----- TEXT SHOWN

There is no perfect solution, we need to consider the trade-offs
event-time is more accurate, and in our case, data accuracy is more important.
The mitigation is we use buffer time, i.e. we can extend the extra 15 seconds aggregation window. Even though, this solution cannot handle events that has long delays.
We can always correct the tiny bit of inaccuracy with end-of-day reconciliation
Window
There are several types of time window:
- fixed window
- sliding window
- session window etc.
Deduplication
It’s not easy to dedupe the data in large-scale system, how to achieve exactly-once processing is an advanced topic.
Reconciliation
Unlike the reconciliation in the banking industry, the results of ad click aggregation has no third party result to reconcile with.
What we can do is to sort the ad click events by event time in every partition at the end of day, using a batch job and reconciling with the real-time aggregation result.
Step4: Wrap Up
In this article, we go through the basic flow of ad-click aggregation service.
First we discussed the API design of system to reach the alignment between client and server.
Then we compare storing raw data or storing aggregated data, actually we should store both of them
We also discuss the details of aggregations service, essentially it’s a MapReduce framework, Mapper is responsible to fetch the raw data and standardize them, then pass data to Reducer which responsible for aggregate the data for each ad_id, and find out the most popular ad.
There are some detailed considerations in Aggregation service, for example, what time should we use? the time when event happens or when the event get processed in server?
How we define the window? should we use fixed window or sliding window?
Finally we discussed how to ensure the correctness of our real-time aggregation, at the end of day, we run a batch job on raw data again, then compare the real-time result with offline result to evaluate the accuracy.

----------
----- RECORDED DATA

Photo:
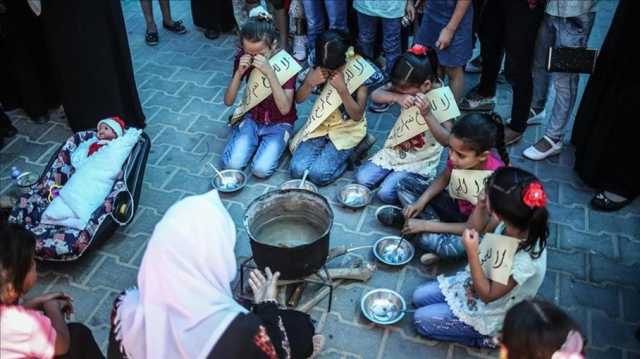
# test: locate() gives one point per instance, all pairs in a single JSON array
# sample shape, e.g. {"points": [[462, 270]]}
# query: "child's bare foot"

----------

= WHAT TO WORK ON =
In the ad-click aggregation text above, what kind of framework is the aggregation service said to essentially be?

= REPLY =
A MapReduce framework.